**Exercise instructions**
In the data below, find every line containing the word "tree" and copy each one. Matching is case-sensitive.

* start Provided data *

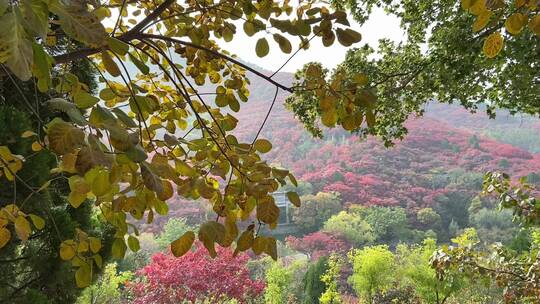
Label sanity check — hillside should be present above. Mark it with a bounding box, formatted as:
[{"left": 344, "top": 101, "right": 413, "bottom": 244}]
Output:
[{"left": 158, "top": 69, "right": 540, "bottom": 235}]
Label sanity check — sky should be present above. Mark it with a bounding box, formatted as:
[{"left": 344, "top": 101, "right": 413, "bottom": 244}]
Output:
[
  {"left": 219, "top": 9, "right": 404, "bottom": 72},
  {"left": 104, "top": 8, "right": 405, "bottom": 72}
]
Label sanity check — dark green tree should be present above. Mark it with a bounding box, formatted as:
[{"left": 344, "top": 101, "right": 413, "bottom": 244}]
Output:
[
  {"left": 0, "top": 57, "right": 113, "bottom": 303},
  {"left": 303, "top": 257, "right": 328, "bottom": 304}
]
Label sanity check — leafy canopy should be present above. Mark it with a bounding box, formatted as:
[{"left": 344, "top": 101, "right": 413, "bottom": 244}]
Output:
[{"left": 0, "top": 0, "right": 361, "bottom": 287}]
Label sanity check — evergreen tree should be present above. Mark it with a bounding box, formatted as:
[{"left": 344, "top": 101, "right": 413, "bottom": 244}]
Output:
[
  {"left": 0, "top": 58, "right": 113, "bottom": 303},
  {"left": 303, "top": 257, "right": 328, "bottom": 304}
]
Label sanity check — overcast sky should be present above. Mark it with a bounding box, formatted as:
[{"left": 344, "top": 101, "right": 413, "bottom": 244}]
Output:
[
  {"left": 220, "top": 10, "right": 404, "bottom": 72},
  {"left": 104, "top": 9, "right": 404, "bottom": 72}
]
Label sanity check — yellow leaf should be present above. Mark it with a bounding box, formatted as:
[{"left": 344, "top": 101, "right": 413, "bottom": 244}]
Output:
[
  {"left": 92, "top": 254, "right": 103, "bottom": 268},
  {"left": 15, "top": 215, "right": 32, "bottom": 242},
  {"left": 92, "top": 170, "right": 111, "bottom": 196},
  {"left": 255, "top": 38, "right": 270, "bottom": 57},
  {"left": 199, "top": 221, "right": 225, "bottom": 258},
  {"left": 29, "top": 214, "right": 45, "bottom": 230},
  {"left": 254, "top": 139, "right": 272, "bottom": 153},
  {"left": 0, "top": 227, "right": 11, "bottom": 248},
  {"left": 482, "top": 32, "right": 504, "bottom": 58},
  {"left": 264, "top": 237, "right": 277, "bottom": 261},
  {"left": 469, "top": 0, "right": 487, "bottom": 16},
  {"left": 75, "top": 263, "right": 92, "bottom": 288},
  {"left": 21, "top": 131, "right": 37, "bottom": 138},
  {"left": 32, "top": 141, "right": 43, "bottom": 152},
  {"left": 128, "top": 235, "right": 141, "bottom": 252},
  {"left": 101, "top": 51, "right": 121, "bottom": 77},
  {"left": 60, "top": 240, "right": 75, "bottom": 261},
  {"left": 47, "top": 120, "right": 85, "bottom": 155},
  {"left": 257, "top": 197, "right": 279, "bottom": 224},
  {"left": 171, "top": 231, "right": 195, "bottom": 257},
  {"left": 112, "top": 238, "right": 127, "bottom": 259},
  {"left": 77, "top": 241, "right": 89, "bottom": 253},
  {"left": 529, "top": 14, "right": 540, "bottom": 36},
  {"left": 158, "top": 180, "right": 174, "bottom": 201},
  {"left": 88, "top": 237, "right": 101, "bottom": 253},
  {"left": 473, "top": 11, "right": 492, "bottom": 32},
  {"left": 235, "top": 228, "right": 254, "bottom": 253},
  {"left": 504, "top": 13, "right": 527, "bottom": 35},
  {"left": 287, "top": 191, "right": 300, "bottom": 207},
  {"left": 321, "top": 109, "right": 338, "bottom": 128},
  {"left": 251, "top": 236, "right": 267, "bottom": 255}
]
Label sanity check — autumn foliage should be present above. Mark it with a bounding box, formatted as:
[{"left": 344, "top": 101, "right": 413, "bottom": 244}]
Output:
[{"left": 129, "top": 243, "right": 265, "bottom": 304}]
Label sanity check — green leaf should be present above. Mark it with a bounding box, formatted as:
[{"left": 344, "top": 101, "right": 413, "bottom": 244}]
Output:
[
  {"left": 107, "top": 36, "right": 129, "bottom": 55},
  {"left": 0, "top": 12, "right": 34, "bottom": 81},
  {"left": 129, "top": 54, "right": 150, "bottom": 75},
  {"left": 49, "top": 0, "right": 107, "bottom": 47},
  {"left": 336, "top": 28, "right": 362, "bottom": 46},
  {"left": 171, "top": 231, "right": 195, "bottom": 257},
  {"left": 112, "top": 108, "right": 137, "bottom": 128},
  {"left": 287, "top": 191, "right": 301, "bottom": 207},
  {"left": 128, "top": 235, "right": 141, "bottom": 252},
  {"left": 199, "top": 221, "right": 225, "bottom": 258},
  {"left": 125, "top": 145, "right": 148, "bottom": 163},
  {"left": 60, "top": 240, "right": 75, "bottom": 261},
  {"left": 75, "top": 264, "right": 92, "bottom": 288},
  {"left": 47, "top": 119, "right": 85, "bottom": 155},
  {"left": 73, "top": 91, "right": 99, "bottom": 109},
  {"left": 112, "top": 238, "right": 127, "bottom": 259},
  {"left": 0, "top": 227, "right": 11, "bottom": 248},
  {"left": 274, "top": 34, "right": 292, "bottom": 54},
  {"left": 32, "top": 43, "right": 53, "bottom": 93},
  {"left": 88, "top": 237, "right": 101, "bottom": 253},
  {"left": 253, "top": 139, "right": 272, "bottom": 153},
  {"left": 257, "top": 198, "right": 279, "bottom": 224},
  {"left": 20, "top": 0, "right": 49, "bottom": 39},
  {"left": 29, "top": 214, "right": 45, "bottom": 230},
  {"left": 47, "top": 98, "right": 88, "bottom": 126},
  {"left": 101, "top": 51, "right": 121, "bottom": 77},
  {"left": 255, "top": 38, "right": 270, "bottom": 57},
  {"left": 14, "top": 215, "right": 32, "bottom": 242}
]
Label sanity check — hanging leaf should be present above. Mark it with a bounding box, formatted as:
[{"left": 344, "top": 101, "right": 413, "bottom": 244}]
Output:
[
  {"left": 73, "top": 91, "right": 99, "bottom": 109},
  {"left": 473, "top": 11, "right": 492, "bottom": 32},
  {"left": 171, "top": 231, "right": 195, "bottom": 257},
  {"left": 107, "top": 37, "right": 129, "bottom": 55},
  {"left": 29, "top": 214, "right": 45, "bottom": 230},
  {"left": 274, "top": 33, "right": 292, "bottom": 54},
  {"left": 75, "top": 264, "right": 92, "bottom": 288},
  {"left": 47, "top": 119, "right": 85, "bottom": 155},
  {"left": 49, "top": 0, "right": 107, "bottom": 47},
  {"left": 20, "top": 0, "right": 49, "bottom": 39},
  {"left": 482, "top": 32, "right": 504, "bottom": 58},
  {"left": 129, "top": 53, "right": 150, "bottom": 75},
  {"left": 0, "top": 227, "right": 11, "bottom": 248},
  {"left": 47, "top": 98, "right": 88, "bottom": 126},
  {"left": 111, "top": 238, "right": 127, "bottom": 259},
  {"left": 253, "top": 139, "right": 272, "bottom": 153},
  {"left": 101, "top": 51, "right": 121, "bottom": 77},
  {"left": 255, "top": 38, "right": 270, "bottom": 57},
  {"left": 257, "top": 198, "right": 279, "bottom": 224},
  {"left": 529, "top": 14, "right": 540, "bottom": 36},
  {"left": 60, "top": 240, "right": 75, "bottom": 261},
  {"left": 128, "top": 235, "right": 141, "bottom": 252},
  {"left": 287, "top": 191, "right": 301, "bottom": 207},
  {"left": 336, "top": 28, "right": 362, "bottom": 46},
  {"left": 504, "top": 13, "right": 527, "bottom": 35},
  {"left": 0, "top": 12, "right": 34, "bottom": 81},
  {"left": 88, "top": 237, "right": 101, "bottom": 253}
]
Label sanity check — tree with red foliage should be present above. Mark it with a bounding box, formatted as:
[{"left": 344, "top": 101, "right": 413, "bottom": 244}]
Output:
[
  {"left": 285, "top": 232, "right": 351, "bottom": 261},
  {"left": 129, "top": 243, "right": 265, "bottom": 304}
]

* end Provided data *

**Response**
Label sanity check — dark green tree should be present above. Mark it with a bounding box, formatted as:
Label sanity check — evergreen tree should be present above. Mark it with a bounding box, formatted as:
Label sanity check — tree with red foliage should be present above. Mark it with a bounding box, formatted as:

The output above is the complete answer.